- Opening Delimiter -

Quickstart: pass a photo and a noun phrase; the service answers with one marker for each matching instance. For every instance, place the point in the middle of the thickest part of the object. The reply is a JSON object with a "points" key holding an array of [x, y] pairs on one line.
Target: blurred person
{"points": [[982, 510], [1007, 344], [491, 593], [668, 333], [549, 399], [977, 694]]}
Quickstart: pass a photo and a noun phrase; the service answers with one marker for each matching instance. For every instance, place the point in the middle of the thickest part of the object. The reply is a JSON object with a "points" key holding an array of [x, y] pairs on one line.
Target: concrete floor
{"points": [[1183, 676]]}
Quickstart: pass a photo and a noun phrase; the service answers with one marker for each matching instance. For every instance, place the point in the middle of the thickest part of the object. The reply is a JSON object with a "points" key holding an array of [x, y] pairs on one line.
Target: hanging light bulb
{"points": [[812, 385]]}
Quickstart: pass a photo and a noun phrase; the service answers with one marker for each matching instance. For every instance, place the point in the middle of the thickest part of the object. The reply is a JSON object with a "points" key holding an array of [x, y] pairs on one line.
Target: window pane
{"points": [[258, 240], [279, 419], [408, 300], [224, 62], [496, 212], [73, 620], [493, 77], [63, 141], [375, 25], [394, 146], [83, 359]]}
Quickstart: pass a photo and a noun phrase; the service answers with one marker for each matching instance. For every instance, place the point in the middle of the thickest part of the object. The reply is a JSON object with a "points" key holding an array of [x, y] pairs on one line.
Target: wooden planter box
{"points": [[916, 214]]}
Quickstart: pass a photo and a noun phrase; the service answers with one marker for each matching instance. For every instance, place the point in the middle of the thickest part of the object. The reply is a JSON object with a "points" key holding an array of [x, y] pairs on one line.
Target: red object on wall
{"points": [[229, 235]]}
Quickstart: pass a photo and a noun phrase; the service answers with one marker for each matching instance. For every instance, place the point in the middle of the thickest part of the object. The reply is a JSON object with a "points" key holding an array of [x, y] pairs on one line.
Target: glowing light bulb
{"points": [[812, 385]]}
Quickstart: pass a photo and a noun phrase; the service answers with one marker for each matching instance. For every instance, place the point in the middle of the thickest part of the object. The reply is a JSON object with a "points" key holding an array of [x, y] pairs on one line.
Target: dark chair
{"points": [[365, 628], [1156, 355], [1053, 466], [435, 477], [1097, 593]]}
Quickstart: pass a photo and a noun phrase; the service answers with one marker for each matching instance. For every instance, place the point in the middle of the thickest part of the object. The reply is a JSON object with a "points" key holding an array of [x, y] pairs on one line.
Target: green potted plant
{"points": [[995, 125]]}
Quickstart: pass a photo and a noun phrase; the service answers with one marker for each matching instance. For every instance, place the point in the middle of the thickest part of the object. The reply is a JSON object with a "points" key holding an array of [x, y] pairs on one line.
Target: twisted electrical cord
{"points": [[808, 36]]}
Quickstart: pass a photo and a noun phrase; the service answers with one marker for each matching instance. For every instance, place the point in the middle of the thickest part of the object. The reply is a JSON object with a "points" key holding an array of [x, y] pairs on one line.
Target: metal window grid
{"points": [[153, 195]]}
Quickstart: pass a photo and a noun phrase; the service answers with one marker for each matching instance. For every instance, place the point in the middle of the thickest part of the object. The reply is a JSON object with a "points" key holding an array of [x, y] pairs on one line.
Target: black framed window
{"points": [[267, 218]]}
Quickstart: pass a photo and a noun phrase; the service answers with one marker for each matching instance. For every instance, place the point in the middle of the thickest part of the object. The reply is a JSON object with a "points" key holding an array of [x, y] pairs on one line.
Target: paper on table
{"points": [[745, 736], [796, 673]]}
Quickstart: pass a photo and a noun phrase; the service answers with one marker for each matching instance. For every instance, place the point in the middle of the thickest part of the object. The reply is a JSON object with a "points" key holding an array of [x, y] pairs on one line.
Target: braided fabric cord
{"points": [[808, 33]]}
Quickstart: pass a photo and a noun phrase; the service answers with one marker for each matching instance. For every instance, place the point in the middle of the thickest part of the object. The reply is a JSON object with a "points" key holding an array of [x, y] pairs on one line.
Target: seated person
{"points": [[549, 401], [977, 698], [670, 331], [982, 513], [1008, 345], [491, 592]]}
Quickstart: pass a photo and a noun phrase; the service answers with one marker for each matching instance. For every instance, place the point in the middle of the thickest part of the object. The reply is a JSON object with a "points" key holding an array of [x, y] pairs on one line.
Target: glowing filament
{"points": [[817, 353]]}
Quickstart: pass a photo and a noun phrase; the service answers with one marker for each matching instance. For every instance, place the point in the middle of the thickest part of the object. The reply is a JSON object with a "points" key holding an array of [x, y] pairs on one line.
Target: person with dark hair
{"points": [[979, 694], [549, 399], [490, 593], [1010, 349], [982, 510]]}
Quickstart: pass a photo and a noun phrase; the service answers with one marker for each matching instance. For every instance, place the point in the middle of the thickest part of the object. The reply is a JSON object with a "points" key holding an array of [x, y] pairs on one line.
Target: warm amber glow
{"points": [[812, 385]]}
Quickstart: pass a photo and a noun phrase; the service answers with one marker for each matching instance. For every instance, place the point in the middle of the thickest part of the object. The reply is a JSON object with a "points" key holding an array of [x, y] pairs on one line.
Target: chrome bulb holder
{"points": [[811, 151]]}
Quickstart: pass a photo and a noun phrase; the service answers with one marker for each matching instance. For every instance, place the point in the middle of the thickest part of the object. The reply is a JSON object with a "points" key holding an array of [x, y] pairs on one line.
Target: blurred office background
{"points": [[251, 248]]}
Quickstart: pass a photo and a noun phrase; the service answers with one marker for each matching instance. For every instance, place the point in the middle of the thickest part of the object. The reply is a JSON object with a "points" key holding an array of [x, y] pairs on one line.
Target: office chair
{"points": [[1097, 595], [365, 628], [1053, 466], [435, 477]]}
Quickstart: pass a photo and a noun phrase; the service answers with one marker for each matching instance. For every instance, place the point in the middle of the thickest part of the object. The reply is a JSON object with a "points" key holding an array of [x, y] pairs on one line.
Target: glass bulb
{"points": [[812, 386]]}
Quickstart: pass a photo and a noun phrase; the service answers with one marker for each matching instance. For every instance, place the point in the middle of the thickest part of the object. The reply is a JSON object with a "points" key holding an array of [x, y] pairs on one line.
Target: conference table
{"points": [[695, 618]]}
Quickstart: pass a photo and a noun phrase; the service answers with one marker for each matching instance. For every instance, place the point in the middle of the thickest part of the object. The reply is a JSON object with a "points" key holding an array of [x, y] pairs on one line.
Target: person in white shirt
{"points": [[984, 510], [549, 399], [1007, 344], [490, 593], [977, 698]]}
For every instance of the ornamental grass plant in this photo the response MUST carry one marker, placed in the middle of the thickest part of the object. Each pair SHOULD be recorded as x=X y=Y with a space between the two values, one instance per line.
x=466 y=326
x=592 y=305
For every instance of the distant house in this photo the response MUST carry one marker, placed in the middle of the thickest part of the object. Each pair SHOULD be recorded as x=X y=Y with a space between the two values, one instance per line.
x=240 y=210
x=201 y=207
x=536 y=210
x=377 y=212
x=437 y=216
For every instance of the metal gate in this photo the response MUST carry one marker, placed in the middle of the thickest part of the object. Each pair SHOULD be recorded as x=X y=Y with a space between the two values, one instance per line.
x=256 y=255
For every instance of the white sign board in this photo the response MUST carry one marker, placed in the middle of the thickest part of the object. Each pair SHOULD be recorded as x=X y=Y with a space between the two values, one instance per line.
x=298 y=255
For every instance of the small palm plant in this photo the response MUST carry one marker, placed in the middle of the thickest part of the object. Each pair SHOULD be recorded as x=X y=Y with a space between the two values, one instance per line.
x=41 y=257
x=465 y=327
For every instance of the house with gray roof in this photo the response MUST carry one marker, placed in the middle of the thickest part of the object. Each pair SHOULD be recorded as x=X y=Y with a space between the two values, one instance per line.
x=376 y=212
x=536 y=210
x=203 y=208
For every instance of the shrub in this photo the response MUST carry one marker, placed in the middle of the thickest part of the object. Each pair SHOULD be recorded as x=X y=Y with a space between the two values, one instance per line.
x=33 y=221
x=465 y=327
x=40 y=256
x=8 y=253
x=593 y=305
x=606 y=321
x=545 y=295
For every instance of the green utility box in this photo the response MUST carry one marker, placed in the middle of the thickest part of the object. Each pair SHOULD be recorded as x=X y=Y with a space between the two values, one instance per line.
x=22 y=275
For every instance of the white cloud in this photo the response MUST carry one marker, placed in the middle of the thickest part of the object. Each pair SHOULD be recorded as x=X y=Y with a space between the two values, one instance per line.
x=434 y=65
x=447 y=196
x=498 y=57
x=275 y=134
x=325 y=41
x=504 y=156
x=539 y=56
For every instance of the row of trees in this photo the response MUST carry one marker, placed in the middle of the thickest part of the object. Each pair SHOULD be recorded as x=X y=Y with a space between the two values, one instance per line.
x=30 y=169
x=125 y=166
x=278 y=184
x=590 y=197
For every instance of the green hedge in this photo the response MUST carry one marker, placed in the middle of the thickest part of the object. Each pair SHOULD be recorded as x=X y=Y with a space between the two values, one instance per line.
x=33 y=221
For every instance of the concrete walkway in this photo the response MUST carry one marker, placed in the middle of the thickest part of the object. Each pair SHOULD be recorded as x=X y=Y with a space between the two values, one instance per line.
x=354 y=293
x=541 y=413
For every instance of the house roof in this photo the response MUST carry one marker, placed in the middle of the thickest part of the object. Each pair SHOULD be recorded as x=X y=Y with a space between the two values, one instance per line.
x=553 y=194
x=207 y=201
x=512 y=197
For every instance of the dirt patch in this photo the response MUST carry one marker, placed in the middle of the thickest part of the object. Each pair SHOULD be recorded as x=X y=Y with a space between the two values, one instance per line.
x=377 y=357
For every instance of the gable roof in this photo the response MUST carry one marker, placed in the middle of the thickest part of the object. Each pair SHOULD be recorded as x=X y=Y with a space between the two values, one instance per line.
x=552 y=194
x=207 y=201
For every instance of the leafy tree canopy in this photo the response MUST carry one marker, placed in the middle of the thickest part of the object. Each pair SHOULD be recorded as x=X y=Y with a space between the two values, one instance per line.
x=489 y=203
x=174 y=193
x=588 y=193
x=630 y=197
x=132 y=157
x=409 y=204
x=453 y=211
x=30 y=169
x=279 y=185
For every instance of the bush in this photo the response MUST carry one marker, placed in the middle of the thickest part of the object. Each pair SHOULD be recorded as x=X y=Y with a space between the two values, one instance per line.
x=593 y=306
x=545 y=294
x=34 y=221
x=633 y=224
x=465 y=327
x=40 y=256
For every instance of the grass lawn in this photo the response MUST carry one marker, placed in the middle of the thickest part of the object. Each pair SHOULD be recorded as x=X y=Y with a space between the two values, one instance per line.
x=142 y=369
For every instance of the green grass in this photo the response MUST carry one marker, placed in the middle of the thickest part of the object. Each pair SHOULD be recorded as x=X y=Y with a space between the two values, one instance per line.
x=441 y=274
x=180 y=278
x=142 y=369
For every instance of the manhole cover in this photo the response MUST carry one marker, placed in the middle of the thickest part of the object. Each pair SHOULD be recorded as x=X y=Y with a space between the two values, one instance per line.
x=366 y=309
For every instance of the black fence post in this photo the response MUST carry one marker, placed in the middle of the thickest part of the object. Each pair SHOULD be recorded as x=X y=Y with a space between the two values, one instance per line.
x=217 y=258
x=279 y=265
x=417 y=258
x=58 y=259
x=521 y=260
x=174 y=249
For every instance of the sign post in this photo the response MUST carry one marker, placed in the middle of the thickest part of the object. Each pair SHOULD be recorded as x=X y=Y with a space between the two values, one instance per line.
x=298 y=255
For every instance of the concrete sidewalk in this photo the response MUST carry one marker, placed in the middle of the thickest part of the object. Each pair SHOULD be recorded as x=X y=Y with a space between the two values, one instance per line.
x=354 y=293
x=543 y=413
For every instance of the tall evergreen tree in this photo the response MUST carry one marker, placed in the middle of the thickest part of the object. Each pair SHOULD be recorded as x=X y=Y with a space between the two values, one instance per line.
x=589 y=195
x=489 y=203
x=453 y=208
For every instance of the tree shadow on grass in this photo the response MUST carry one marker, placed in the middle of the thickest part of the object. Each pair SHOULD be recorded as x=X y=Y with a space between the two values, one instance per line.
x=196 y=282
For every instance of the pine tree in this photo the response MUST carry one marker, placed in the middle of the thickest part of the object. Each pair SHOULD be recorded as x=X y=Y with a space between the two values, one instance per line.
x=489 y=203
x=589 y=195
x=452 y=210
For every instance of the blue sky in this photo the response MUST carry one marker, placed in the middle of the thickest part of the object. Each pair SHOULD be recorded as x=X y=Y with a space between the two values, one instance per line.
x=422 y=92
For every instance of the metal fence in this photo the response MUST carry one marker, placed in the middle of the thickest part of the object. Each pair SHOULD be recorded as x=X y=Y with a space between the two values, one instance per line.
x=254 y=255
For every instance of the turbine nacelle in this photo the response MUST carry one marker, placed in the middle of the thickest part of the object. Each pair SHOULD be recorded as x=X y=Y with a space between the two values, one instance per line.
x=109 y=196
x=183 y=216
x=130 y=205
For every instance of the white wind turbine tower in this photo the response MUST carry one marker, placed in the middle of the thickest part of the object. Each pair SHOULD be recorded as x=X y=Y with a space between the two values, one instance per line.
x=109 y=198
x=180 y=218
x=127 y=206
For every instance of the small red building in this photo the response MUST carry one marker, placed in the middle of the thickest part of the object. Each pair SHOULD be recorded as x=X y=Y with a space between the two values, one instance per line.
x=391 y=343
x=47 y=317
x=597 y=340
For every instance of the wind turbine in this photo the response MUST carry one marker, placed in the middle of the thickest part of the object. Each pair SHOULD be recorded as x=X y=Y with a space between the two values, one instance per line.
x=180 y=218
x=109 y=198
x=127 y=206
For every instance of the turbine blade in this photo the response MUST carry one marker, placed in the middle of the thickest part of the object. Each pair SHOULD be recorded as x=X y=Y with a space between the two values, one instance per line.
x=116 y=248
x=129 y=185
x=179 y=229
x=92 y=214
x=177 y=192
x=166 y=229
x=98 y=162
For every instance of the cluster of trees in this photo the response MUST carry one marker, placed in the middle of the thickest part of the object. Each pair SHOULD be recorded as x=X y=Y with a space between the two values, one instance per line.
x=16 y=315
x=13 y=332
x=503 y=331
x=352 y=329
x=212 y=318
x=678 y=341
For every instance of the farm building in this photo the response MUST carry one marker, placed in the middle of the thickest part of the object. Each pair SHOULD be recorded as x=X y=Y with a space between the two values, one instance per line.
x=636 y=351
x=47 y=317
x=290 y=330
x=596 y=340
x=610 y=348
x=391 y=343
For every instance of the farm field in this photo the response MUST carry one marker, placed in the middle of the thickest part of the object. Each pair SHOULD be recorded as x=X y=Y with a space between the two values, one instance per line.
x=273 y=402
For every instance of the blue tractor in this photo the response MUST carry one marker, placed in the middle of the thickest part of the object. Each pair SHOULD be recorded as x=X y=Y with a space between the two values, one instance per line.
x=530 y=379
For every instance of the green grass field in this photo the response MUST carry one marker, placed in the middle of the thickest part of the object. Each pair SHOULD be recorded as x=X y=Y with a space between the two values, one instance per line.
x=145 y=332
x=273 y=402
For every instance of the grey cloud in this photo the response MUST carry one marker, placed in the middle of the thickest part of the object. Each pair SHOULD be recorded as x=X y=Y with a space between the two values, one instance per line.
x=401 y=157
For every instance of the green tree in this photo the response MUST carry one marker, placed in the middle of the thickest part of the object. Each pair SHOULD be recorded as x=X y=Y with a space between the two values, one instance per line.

- Closing Delimiter -

* **What the task asks**
Find "For every instance of the green grass field" in the material above; set down exactly the line holding it and every line after it, through the last, and no others.

* **Reply**
For every instance of the green grass field in this photo the response MUST carry one marker, placed in the middle of the thickest part of the object. Each pair SHOULD be recorded as x=X y=Y with a space between the two values, one instance per line.
x=145 y=332
x=273 y=402
For every instance of the grey cloud in this photo the response MUST carry one marker, placed in the middle of the thickest part of the object. Each pair SHOULD be recorded as x=X y=Y with a space between the two values, one instance per line.
x=401 y=157
For every instance of the green tree in this photo the response MUST carry one marker, placed in the middle of the thickest part of the object. Each pair SHOULD be recorded as x=X y=Y with a space between the two values, one instance per line.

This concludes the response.